## QUOTED TEXT
Thursday, April 12, 2018

April in Minnesota

by Alanna

Trying to do things that are good for me, on days that are cloudy and cold. My husband was working at home so I left our youngest sleeping and took the two "big kids" to a close park. Here's some pictures, documenting thanks giving.


 Isabella was so brave, going down these huge slides!






Samuel wasn't so sure about the big slides, but he had fun on the smaller things.




 Isabella found this perfect circle of ice.





Which Samuel tried to lick....

We went home, dancing in the car to Ellie Holcomb music and made sunshine snacks with apples and yogurt. If the sun won't shine in April we have to seek harder for gifts. But they are definitely here! =) 



Wednesday, April 11, 2018

words and heart change

by Alanna

I'm reading in James 3, and as usual convicted by my lack of self-control in the things I say. This time I am seeing something new too. I always believed that my thoughts and attitude were the problem. That if I didn't think so negatively, it wouldn't flow out into complaints. I think this is partly true, but also true that the things we say affect our hearts. I think this is especially true for people like me, who tend to speak before we think. I can feel pretty happy and thankful about life, and still speak negative things. Those complaints affect not just the people around me, but my own heart. 

"Look at the ships also: though they are so large and are driven by strong winds, they are guided by a very small rudder wherever the will of the pilot directs. So also the tongue is a small member, yet it boasts of great things."

## DATA SECTION
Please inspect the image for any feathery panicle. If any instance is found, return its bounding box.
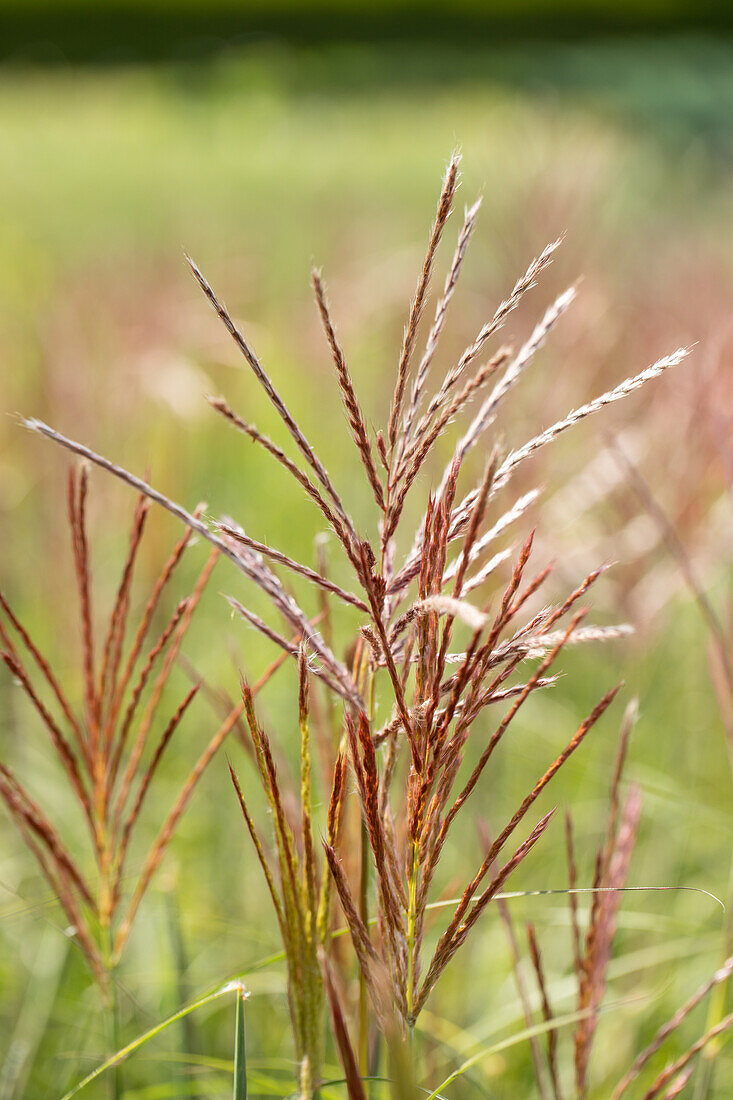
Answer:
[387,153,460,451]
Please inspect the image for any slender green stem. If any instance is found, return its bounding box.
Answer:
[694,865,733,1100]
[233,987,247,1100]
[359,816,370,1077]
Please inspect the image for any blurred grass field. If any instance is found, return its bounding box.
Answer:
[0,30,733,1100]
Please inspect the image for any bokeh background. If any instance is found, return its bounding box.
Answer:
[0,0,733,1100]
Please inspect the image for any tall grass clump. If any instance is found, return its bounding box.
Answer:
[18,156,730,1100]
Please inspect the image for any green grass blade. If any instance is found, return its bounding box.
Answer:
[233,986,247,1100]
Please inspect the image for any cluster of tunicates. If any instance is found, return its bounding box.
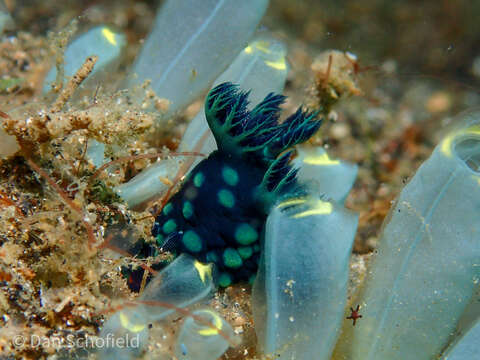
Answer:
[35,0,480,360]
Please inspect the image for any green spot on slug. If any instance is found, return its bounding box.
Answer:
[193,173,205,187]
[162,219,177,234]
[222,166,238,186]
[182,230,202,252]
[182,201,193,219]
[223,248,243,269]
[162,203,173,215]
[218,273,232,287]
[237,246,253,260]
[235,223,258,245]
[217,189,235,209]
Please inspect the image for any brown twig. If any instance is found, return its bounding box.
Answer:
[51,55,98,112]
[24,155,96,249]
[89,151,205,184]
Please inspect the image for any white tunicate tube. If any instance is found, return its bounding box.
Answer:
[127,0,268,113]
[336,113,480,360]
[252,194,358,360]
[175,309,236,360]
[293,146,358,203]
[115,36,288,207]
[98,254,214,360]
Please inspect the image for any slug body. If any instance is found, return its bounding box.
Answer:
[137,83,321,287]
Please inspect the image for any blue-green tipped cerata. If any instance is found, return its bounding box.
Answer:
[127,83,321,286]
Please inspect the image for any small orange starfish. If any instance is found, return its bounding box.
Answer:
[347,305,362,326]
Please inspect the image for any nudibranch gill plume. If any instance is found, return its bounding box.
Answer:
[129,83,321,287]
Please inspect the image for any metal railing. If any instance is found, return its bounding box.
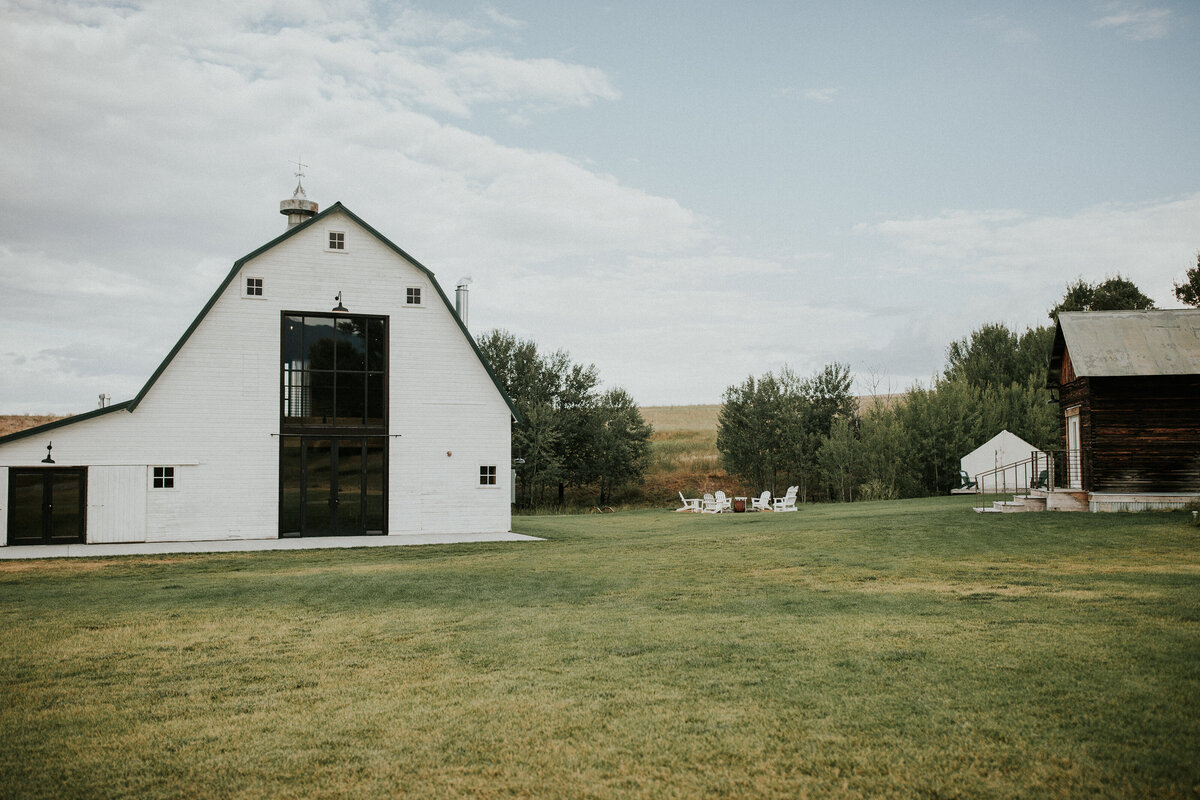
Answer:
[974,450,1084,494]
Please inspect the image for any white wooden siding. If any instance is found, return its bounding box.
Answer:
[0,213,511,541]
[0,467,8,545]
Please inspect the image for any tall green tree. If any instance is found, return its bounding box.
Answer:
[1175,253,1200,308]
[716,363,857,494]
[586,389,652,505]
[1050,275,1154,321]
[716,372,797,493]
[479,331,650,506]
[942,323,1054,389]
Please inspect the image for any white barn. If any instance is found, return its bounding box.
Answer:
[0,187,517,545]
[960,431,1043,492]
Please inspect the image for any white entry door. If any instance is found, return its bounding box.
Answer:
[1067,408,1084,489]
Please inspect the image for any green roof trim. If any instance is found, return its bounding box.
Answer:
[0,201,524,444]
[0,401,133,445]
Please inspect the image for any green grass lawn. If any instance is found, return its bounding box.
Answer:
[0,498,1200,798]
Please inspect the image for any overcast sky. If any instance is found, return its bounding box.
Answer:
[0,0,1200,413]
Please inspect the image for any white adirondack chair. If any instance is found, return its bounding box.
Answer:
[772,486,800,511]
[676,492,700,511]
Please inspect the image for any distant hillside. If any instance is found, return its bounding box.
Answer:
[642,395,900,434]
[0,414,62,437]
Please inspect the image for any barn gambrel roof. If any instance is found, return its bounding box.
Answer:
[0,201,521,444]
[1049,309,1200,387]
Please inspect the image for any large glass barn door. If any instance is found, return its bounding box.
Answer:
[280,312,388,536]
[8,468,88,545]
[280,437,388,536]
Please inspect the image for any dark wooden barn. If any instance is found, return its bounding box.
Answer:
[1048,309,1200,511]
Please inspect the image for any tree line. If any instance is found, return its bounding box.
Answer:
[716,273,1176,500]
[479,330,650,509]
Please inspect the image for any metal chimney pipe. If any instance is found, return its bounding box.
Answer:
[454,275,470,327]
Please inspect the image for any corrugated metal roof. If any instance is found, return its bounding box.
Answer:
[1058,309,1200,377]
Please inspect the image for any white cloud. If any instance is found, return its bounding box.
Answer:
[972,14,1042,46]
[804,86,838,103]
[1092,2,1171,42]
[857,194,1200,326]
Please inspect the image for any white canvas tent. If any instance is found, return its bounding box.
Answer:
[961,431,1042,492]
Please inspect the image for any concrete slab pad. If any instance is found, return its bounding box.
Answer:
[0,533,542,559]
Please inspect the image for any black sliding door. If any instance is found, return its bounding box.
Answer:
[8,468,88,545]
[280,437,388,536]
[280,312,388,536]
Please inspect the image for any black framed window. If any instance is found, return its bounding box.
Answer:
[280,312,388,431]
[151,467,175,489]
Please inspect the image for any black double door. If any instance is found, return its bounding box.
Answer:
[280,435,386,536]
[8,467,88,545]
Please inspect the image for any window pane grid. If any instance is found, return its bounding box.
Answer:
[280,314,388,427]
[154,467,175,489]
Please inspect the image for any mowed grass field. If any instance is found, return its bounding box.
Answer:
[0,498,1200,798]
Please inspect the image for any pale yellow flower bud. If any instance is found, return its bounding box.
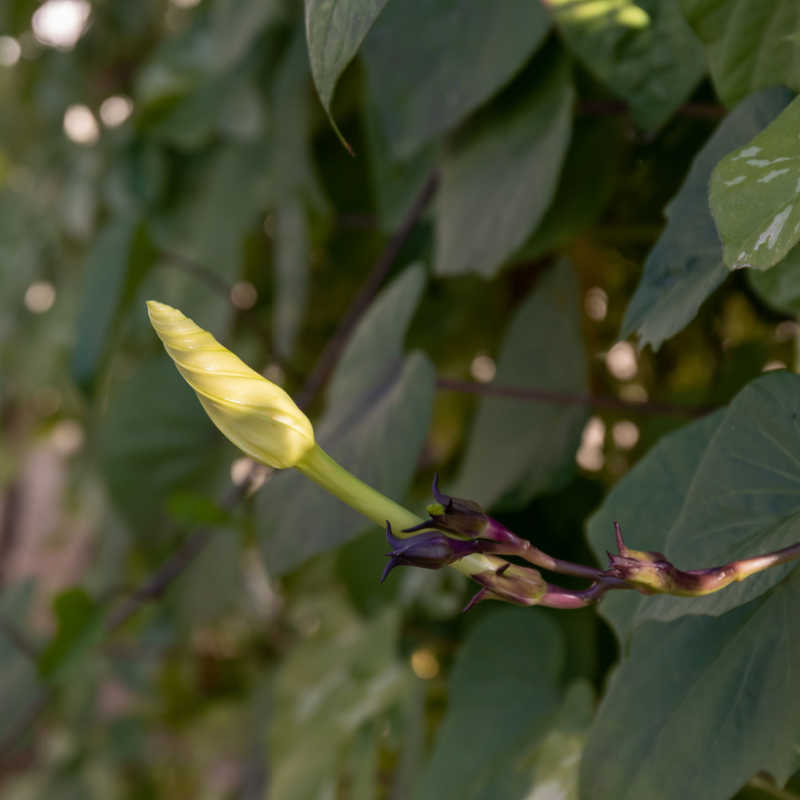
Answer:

## AIM OF THE EXERCISE
In the April in Minnesota post, what did the family make when they got home from the park?

## THE OUTPUT
They made sunshine snacks with apples and yogurt.